Set of tasks:
**a)** According to the ACEMD thread, what does stefdoerr say is more likely to have changed than ACEMD itself?
**b)** Reproduce the ACEMD thread word for word from "conda activate env1" to "the Adaptive classes.".

I have prepared a folder online for the two systems and for acemd2 and acemd3, containing: the inputs ('generators' folder), the adaptive.py script, and plots with the respective RMSDs vs. time. You can compare them directly here:
https://drive.google.com/drive/folders/1gxjq9OjqbCE86EI4PvhqCZfXUXzbQC49?usp=sharing

I really don't know what else to compare and how to explain the different behaviors.
The approximate dissociation time is a crucial information in this study, and I cannot proceed using AceMD3 without making sure that the differences found are due only to the systems and not the methods.

Thank you so much in advance for you help.

@giadefa
Copy link
Contributor

giadefa commented May 2, 2024 via email

@smar966
Copy link
Author

smar966 commented May 3, 2024

Hi Gianni.
We are using a quite recent implementation, installed last October.
I understand what you mean. The only problem is that this is a long project, and I have most data generated with the old version. However, it has been deprecated and it can no longer run on the newer GPUs - so we are becoming more and more limited. This is why I'm trying to move to the newer version, but I'm struggling with these issues...

@giadefa
Copy link
Contributor

giadefa commented May 6, 2024 via email

@smar966
Copy link
Author

smar966 commented May 6, 2024

Ohh really?!! Would it be different enough to provide incorrect MD simulations? this is important because most of my colleagues are currently running their adaptive simulations with 'acemd3'.

@giadefa
Copy link
Contributor

giadefa commented May 6, 2024 via email

@stefdoerr
Copy link
Contributor

stefdoerr commented May 6, 2024

I will insist though that the difference is not in ACEMD. The forcefield energies and forces have been compared between ACEMD2/3 and they were consistent and as far as I know no major bugs were fixed other than adding new features.

What is more probable to have changed is the adaptive sampling algorithm. If you can send us the code you used and also the HTMD versions from the conda environment it would be helpful.

To get the HTMD versions in the two conda environments do

conda activate env1
conda list htmd
conda list acemd
conda list acemd3

And the same for env2. Then I can take a look if anything significant has changed in the Adaptive classes.

Data shown:
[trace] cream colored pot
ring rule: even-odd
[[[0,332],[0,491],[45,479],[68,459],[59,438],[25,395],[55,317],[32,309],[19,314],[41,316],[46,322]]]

Per-task outputs:
**a)** The adaptive sampling algorithm.

**b)**
conda activate env1
conda list htmd
conda list acemd
conda list acemd3

And the same for env2. Then I can take a look if anything significant has changed in the Adaptive classes.